§ DATA FOR THIS EXERCISE
· · · · · · ·
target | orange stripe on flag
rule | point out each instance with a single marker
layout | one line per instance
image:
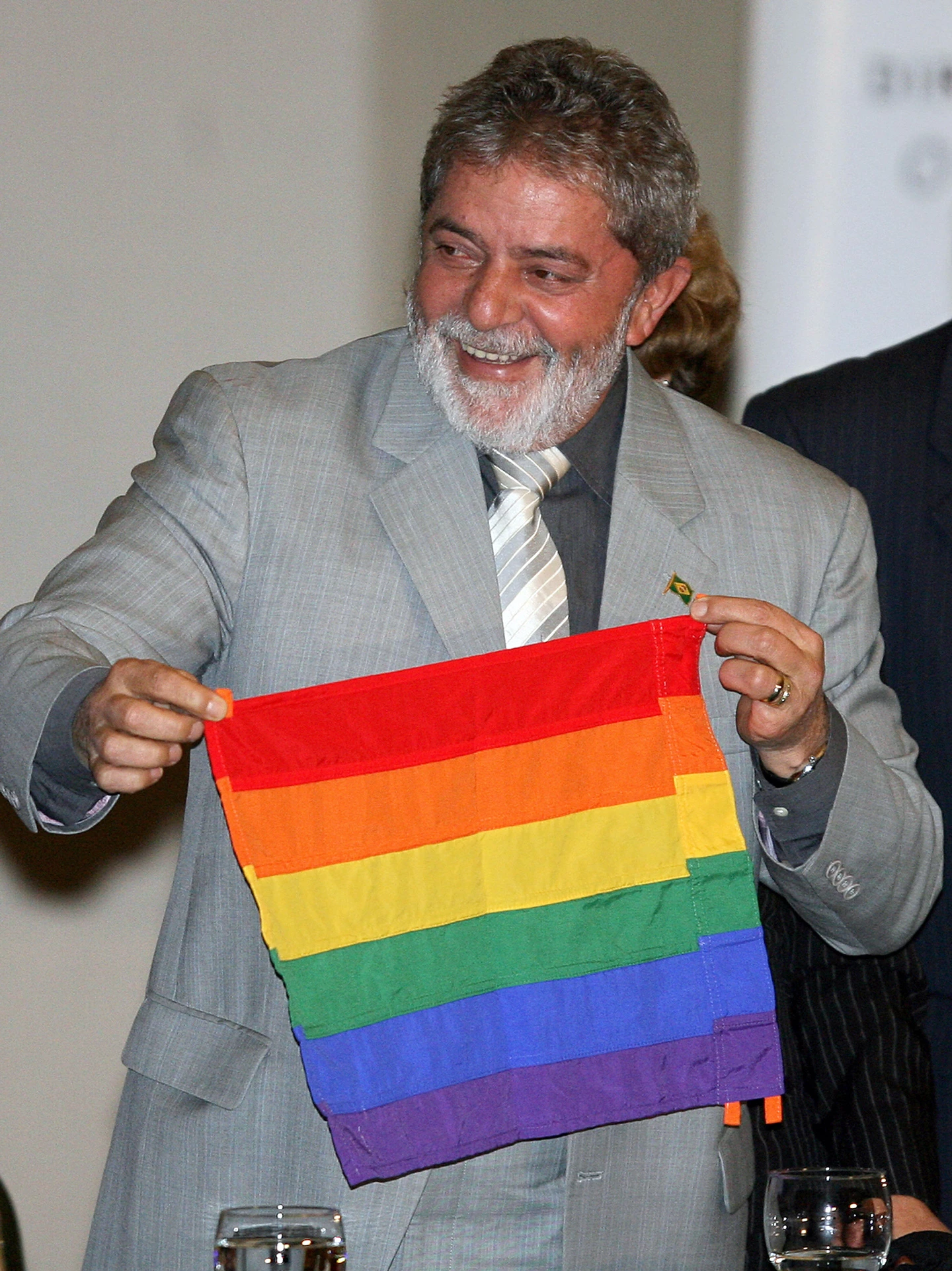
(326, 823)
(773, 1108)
· · · · · · ·
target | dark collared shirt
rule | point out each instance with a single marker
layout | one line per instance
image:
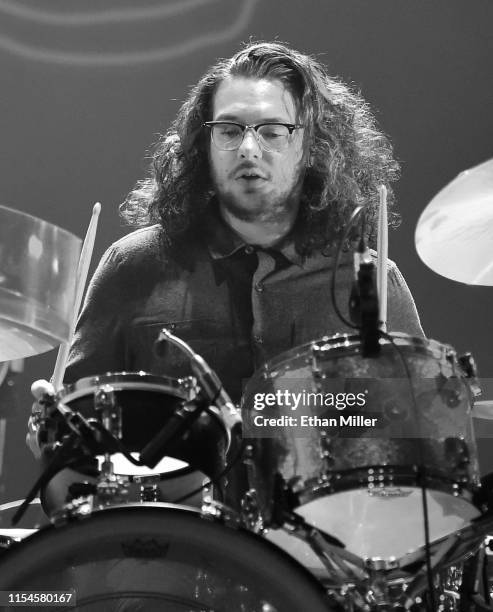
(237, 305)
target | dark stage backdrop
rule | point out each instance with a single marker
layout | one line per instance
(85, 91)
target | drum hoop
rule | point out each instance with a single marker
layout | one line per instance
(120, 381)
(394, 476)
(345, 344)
· · · · · · ·
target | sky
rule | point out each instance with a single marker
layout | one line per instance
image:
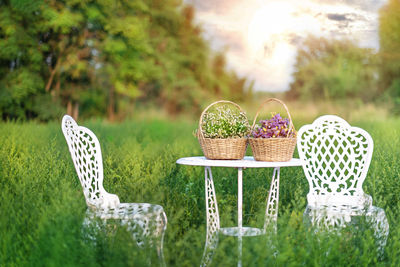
· · · · · · ·
§ WRITTEN REQUEST
Gather every line above that contains the word "target" and copy each one out. Matching is case-sensitive.

§ ANSWER FOR THIS EXERCISE
target | orange stripe on flag
target | dark collared shirt
target | dark stage backdrop
target | drum hoop
target | sky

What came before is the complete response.